WHAT IS NEEDED: Set down, word for word, the portion of the chat system design text that begins at the words "Chat systems combine" and stops after "online / last-seen presence.".

DDSA Solutions
Case Study7 min read·

Design a Chat / Messaging System (WhatsApp / Slack DM)

System design for real-time chat: WebSockets vs polling, message storage, delivery guarantees, online presence, and group chat scaling.

Chat systems combine a classic CRUD problem (store messages) with a real-time delivery problem (get them to the right device now). Interviewers want to see you separate one-to-one chat from group chat, and to discuss what "delivered" and "read" actually mean. Start with the interview framework — clarify requirements before drawing WebSocket boxes everywhere.

Requirements

  • One-to-one and group conversations.
  • Send text messages; media as optional v2.
  • Delivery states: sent, delivered, read (read receipts).
  • Show online / last-seen presence.
  • Message history when user opens app (paginated).
  • Push notification when recipient is offline.

Clarify scale

Slack-style workplace chat (thousands per org) differs from WhatsApp-scale (billions of users). Ask daily active users, messages per second, and max group size. A 500-person group changes fan-out completely.

DATASET ROWS:
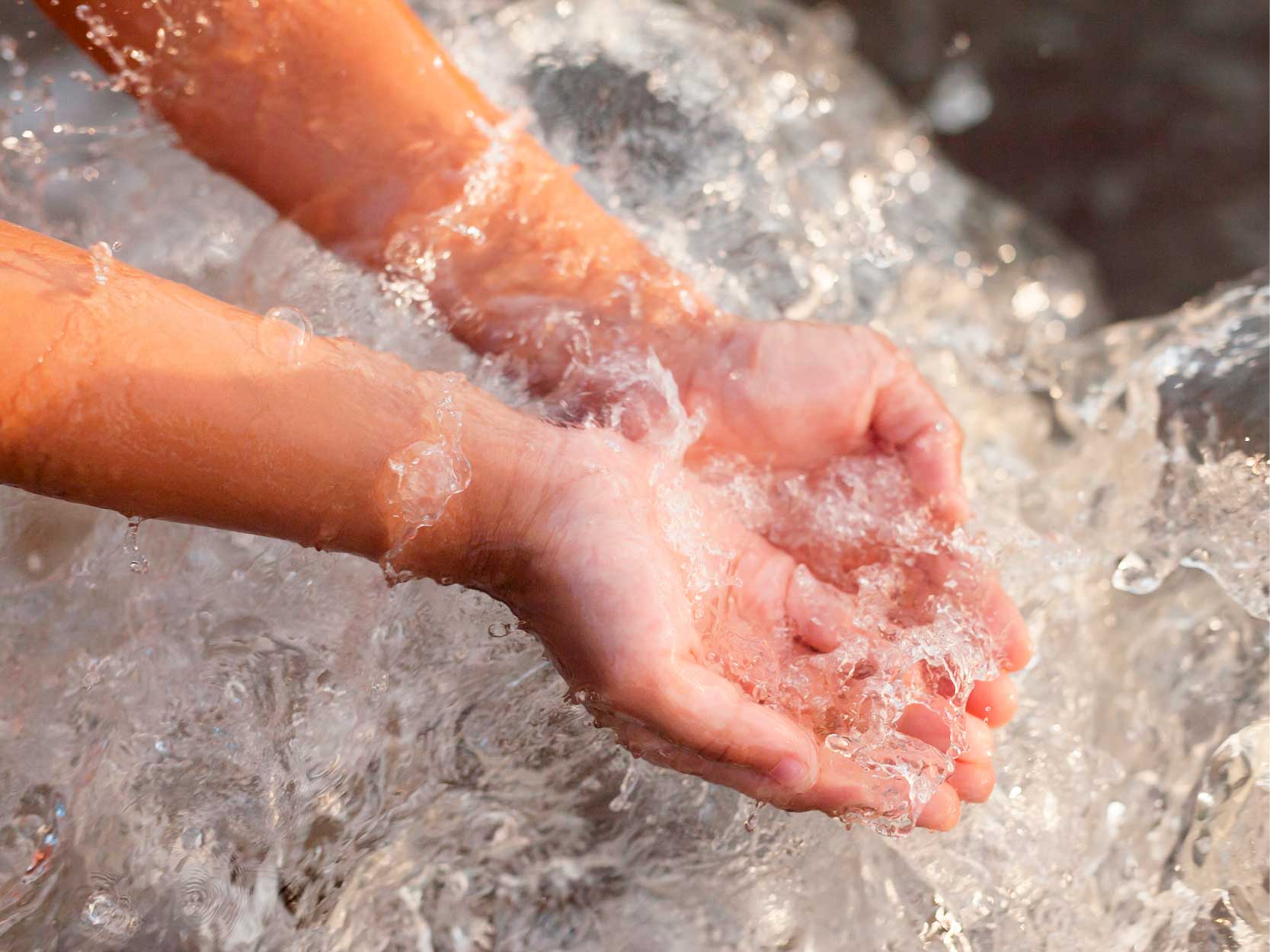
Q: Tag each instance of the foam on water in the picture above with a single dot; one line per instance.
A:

* * *

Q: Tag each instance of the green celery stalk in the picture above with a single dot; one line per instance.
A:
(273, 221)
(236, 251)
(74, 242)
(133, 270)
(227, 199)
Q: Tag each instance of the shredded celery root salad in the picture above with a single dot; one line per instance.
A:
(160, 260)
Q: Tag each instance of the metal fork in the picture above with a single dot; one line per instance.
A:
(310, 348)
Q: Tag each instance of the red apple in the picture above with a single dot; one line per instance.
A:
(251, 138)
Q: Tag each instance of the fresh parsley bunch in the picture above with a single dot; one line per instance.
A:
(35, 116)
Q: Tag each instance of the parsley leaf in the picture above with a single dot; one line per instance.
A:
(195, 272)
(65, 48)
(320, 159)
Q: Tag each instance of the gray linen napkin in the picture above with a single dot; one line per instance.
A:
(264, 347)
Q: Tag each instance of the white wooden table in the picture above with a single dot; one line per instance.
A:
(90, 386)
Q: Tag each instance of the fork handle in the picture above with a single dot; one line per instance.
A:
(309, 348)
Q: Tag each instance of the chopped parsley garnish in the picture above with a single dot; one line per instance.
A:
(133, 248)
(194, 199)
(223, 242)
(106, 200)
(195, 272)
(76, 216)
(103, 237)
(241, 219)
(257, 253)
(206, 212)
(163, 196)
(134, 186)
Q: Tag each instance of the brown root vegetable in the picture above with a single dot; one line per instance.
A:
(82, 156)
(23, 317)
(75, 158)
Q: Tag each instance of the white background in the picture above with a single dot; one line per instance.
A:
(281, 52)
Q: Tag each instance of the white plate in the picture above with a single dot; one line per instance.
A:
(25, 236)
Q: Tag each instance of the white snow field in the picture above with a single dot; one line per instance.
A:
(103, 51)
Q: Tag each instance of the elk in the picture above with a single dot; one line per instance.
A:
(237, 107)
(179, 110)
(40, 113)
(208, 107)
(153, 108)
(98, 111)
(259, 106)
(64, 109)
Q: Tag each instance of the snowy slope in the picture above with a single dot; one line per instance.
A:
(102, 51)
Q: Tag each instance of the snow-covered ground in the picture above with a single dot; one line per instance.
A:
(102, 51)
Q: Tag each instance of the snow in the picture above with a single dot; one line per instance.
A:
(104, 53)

FINISHED EXERCISE:
Chat systems combine a classic CRUD problem (store messages) with a real-time delivery problem (get them to the right device now). Interviewers want to see you separate one-to-one chat from group chat, and to discuss what "delivered" and "read" actually mean. Start with the interview framework — clarify requirements before drawing WebSocket boxes everywhere.

Requirements

  • One-to-one and group conversations.
  • Send text messages; media as optional v2.
  • Delivery states: sent, delivered, read (read receipts).
  • Show online / last-seen presence.